## start ARTICLE

The great debate continues: Indexing yes or no?

You can't beat the low costs of index funds, but you can beat their performance....if you're lucky and pick the right funds. Index funds simply aim to replicate the performance of a particular index, such as the Standard & Poor's 500 Index. When the index goes up, so do they. And when it goes down...well, that's the problem. Many investors are convinced they can beat the indexes if they choose the right active money manager, so they keep trying. That's the triumph of hope over experience, Vanguard Funds founder Jack Bogle, the father of index investing, once told me in an interview.

St. Petersburg Times readers include investors on both sides of the fence, avid indexers and proponents of active management. Here's what some of them had to say.

My column today is about a very active approach to investing--trying to pick the hot IPOs (initial public offerings). Scott Sweet of Lutz has been doing it for 25 years and now runs IPO Boutique.

January 07, 2008

Jack Bogle weighs in with the Bogleheads

They're buzzing over at the Bogleheads investment forum today because The Man himself, Vanguard founder Jack Bogle, signed on to offer some personal comments. The forum, formally the Vanguard Diehards Investment Forum, is a great place to learn and discuss sound investment principles. Like their hero, the Diehards are big believers in low costs, indexing and taking the long-term view.

Bogle describes himself as "unusually risk averse," but it hasn't prompted him to change his asset allocation. This is how he says he's invested: "My year-end statement from Vanguard (the only time I peek) shows about 63% bonds and 37% stocks, and--for a conservative, fairly well-to-do investor like me--I'm comfortable doing nothing. (In fact, I've made no changes in my asset allocation for 7 or 8 years.)"

January 15, 2007

Don't savings bonds pass tax-free to heirs?

Q. In your column in the Money section on Sunday, you stated that if one held E or EE bonds that had matured until death, it was "sticking your  beneficiaries with the tax bill".   Don't E or EE bonds passed on  to beneficiaries get stepped-up basis and the accrued interest is therefore not taxed to benefciaries?'

A. No. Savings bonds do not get a stepped-up tax basis at death. Tax-deferred investments such as IRAs, annuities and savings bonds do not get a stepped-up basis at death. The beneficiary owes income taxes the same way the original owner would have owed them.

August 15, 2006

Should I dump my mutual fund?

Q. I have Vaguard index European fund with a ytd return of 15.7% and Vanguard Growth index with a return of -1.2%.  Would I be wise to close the Growth fund and put it all in European?

## end ARTICLE
## start RAW DATA

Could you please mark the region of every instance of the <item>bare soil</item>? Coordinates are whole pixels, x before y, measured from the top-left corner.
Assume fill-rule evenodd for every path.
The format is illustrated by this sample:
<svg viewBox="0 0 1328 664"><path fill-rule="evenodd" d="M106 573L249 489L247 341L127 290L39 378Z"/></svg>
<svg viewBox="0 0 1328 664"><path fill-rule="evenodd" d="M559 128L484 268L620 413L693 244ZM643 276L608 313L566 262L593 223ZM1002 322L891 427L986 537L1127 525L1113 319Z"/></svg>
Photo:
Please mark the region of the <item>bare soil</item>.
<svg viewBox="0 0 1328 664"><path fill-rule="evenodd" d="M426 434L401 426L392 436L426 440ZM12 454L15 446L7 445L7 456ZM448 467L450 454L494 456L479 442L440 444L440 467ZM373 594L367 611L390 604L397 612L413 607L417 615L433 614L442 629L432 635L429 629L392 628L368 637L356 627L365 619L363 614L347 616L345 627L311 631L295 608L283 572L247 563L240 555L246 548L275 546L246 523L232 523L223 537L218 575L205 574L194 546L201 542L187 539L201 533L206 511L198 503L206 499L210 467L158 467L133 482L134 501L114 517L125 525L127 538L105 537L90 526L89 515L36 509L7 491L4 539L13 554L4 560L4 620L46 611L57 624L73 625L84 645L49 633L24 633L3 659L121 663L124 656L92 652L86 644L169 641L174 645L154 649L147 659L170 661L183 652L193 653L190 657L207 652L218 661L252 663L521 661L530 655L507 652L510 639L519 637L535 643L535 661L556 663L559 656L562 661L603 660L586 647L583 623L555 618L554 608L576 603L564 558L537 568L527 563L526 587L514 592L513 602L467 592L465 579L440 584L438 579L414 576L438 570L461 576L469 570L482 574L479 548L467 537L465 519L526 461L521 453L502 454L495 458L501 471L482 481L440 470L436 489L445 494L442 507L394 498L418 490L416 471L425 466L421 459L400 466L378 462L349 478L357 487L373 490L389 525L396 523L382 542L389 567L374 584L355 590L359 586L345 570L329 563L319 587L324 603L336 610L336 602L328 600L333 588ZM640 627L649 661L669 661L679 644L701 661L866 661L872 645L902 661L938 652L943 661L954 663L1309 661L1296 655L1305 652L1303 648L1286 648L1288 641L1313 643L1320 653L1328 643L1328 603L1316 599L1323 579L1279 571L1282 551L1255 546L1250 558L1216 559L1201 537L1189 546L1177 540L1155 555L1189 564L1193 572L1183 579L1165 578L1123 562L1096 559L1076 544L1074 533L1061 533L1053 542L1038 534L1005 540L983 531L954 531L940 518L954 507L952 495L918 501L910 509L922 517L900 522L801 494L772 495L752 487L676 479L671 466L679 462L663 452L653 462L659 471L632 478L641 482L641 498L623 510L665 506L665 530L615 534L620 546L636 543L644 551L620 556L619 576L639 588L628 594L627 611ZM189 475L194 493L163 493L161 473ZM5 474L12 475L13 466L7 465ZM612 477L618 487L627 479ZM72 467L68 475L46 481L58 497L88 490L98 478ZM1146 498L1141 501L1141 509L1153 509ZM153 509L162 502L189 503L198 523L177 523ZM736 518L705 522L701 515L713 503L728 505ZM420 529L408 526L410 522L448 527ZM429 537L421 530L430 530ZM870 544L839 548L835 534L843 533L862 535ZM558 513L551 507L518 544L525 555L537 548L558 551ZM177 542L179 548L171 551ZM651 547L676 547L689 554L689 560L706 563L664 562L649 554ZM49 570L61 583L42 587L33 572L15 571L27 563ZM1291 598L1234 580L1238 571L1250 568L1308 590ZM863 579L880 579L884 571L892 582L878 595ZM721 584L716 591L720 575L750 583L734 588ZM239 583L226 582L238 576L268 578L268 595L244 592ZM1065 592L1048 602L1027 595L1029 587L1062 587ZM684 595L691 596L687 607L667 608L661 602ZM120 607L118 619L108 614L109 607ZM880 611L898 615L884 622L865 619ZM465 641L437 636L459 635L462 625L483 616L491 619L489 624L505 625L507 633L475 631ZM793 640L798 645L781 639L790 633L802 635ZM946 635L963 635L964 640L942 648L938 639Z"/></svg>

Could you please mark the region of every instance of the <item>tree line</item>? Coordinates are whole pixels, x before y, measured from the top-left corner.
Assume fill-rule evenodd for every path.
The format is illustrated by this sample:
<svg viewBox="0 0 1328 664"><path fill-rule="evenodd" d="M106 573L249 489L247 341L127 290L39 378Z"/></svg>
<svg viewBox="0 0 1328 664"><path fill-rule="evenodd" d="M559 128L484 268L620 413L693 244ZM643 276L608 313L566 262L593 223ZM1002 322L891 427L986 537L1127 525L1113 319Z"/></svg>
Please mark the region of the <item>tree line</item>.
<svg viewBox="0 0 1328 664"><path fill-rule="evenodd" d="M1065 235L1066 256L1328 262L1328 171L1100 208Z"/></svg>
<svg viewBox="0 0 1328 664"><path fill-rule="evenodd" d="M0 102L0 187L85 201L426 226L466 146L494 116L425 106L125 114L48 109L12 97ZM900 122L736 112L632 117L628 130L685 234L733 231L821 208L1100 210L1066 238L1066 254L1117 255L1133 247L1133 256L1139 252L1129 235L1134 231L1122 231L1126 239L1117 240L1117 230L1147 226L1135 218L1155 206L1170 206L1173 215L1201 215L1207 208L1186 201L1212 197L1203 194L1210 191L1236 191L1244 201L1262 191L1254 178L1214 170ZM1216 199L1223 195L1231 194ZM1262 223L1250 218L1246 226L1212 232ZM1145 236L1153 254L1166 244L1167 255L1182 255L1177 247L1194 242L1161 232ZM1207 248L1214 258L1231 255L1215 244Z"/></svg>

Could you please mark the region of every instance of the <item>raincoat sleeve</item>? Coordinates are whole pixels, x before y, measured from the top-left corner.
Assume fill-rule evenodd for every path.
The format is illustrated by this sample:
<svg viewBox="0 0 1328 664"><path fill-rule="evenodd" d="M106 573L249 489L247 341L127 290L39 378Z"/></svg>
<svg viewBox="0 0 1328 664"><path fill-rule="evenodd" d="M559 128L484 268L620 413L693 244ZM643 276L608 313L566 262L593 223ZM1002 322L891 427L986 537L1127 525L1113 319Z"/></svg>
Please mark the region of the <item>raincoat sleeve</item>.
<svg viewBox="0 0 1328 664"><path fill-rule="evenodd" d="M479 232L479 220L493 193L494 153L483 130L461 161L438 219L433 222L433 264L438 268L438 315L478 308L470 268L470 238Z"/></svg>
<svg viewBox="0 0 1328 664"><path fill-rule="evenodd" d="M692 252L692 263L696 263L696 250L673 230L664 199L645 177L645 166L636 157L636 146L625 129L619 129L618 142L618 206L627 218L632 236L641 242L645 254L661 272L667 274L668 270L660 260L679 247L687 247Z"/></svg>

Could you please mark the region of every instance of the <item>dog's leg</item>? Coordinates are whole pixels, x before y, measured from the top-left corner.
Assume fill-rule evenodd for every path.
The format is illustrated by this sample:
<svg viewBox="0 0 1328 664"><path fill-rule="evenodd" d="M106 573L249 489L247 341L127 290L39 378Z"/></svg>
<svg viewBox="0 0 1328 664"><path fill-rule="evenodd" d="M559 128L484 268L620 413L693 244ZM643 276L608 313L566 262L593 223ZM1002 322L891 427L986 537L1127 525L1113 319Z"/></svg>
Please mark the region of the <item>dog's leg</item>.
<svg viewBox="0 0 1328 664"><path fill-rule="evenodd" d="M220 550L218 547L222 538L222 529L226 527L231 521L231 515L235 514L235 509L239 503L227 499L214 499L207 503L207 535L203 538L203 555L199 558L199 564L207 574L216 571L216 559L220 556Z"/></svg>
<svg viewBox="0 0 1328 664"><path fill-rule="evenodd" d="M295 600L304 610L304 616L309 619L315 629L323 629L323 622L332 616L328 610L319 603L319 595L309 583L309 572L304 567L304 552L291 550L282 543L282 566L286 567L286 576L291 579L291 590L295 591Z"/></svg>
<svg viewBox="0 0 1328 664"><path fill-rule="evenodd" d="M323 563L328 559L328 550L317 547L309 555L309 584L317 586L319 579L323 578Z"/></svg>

## end RAW DATA

DIRECTIONS
1. In the investing blog, what share of bonds and stocks does Jack Bogle say his year-end statement shows?
2. Print the section of the investing blog that opens with the words containing "Q. In your column" and closes with "all in European?".

RESPONSES BY TASK
1. About 63% bonds and 37% stocks.

2.
Q. In your column in the Money section on Sunday, you stated that if one held E or EE bonds that had matured until death, it was "sticking your  beneficiaries with the tax bill".   Don't E or EE bonds passed on  to beneficiaries get stepped-up basis and the accrued interest is therefore not taxed to benefciaries?'

A. No. Savings bonds do not get a stepped-up tax basis at death. Tax-deferred investments such as IRAs, annuities and savings bonds do not get a stepped-up basis at death. The beneficiary owes income taxes the same way the original owner would have owed them.

August 15, 2006

Should I dump my mutual fund?

Q. I have Vaguard index European fund with a ytd return of 15.7% and Vanguard Growth index with a return of -1.2%.  Would I be wise to close the Growth fund and put it all in European?